··· 数据摘录
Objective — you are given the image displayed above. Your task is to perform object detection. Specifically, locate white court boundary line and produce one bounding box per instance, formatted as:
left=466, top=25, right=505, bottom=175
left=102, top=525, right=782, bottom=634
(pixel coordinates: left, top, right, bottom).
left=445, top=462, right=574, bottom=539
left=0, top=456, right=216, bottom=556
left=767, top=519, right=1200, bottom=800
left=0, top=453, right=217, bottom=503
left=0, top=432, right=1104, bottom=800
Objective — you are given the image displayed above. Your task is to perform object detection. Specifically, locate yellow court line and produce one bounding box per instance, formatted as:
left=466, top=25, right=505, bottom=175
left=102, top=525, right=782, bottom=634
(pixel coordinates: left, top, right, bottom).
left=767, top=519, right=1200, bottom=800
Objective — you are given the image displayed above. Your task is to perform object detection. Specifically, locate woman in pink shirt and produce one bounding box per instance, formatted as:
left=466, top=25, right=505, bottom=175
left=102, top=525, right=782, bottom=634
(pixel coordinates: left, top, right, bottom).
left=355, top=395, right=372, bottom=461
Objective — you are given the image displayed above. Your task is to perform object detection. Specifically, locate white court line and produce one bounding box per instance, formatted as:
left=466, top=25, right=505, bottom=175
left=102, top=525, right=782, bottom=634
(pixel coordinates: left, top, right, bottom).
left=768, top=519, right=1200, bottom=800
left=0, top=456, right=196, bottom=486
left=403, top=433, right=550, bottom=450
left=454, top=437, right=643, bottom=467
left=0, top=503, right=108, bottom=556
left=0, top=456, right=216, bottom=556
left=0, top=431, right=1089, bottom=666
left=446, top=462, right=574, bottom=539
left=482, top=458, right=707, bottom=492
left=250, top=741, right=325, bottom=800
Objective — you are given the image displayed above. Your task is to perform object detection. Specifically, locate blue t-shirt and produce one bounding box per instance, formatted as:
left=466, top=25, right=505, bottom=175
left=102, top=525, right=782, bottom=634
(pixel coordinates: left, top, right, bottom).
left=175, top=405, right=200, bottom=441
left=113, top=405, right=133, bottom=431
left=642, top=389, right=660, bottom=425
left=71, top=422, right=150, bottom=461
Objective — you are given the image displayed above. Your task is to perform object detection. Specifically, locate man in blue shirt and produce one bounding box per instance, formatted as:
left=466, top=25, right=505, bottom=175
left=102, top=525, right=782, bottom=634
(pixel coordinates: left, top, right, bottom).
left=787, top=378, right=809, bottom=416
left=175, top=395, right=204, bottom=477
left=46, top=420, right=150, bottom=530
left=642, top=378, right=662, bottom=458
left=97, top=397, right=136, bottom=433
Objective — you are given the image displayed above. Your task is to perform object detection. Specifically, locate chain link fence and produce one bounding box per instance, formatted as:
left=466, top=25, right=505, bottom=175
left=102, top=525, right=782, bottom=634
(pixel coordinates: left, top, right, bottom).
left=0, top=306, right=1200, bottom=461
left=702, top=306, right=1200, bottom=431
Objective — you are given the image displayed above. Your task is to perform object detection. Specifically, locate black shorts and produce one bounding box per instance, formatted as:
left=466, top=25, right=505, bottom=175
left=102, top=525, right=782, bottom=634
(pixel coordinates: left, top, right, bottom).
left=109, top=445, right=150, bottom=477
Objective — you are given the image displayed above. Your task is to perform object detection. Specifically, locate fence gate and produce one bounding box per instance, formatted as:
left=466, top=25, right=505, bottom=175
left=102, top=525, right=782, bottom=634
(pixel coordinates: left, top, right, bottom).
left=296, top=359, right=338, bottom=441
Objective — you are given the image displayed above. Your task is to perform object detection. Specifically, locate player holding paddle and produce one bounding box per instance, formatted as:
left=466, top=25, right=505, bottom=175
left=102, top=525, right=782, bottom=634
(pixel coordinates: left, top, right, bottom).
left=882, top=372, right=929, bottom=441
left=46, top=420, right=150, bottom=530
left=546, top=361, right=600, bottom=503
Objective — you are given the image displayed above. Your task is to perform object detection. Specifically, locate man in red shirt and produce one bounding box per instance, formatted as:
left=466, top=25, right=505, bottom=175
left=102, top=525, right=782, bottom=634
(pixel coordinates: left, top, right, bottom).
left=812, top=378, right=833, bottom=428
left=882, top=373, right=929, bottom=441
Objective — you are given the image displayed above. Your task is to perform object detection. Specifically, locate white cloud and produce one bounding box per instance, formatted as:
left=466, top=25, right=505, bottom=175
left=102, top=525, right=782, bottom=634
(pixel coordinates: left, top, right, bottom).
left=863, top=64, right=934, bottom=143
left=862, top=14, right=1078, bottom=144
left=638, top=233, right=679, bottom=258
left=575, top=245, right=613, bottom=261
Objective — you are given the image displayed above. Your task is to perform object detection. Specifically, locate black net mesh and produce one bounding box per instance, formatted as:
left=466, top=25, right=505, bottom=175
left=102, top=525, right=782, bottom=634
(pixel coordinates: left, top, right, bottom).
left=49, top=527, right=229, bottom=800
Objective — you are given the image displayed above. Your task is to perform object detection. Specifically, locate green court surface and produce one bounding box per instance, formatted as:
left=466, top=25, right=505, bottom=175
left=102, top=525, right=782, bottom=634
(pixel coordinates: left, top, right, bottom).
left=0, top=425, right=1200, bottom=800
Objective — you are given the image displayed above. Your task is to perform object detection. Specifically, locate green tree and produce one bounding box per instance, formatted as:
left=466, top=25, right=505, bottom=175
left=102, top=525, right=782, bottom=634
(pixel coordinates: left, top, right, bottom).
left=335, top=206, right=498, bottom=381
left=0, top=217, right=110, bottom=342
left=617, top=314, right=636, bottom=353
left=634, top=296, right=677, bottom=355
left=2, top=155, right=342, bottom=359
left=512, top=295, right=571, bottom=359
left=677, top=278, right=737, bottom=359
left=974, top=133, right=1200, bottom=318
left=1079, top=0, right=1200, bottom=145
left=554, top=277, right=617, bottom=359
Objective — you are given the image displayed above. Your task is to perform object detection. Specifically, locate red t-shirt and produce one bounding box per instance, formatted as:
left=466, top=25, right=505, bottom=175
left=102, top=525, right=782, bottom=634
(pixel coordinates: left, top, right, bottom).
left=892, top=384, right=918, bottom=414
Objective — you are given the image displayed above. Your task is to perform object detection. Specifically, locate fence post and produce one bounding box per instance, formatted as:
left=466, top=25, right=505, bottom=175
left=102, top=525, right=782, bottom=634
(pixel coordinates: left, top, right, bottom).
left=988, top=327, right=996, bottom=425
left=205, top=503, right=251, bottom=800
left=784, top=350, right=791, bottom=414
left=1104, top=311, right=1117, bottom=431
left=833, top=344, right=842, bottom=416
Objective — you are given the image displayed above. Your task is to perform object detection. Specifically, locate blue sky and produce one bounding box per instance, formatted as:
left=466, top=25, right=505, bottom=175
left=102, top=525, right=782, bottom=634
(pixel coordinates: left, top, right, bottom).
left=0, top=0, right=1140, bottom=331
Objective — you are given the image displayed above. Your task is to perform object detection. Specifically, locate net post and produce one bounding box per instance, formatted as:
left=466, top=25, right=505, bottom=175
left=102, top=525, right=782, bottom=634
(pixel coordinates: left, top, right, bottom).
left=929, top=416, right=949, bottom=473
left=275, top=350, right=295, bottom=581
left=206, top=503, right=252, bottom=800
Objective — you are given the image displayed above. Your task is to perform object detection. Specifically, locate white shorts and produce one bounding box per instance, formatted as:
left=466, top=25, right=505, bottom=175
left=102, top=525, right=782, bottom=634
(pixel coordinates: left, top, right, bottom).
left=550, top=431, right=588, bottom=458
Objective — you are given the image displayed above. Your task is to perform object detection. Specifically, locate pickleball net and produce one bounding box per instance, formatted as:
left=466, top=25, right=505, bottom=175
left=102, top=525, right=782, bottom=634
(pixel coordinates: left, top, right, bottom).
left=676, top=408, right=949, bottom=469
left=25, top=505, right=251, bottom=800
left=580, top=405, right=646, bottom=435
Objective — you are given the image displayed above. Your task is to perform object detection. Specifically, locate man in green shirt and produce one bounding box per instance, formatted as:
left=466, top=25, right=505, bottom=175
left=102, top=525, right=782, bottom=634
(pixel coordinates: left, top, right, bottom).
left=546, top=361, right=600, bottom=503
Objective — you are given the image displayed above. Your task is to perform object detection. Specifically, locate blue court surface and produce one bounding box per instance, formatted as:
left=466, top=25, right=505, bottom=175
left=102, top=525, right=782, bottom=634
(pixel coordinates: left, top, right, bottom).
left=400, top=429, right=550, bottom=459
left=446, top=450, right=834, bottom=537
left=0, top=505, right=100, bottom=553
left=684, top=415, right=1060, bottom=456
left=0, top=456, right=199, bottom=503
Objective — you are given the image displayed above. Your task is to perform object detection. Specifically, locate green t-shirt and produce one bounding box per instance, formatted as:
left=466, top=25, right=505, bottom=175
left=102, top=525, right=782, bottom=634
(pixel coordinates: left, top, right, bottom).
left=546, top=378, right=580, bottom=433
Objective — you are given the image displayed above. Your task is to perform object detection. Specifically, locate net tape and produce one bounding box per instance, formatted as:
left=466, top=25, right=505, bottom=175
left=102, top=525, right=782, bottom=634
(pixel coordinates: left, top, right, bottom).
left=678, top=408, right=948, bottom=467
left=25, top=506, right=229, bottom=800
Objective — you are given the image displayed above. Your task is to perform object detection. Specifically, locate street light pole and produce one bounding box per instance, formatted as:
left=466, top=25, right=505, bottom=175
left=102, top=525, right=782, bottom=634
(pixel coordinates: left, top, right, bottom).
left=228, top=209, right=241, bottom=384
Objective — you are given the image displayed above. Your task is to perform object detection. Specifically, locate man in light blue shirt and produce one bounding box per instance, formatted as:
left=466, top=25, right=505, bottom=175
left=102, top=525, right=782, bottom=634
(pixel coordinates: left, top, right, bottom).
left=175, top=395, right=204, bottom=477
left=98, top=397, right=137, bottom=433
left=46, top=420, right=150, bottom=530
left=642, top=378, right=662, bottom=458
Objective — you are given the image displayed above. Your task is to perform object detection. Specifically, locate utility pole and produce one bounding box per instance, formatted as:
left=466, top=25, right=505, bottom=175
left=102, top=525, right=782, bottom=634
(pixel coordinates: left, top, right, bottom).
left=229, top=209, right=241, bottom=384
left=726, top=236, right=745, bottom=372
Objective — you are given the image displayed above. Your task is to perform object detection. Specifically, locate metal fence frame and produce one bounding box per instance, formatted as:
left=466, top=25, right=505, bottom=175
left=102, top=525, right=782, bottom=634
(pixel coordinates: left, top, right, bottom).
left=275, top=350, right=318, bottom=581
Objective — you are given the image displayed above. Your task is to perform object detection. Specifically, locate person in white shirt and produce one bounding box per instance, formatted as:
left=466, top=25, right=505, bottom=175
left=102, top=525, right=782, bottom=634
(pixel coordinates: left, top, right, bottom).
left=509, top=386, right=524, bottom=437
······
■ 任务要求:
改写从含有“locate green t-shirt”的那一行到含有“left=228, top=209, right=241, bottom=384”的那一行，把其中的“street light pole”换成“lamp post”，其余内容保持不变。

■ 本题作答:
Objective — you are given the image displayed above. Your task is to perform object detection. Specifically, locate green t-shirt and produce one bounding box per instance, formatted as:
left=466, top=25, right=505, bottom=175
left=102, top=525, right=782, bottom=634
(pixel coordinates: left, top, right, bottom).
left=546, top=378, right=580, bottom=433
Objective — you are given the image displayed above. Your task is to perform object detection. Specifically, locate net tape and produce one bounding box per instance, formatted as:
left=466, top=25, right=505, bottom=175
left=102, top=525, right=782, bottom=634
(pixel coordinates: left, top, right, bottom).
left=678, top=408, right=948, bottom=467
left=25, top=506, right=229, bottom=800
Objective — you are given the image displayed above. Your task is to perform object detection. Specifically, locate lamp post and produce one bounding box per instance, formatted as:
left=466, top=25, right=505, bottom=175
left=102, top=525, right=782, bottom=634
(pixel coordinates: left, top, right, bottom).
left=228, top=209, right=241, bottom=384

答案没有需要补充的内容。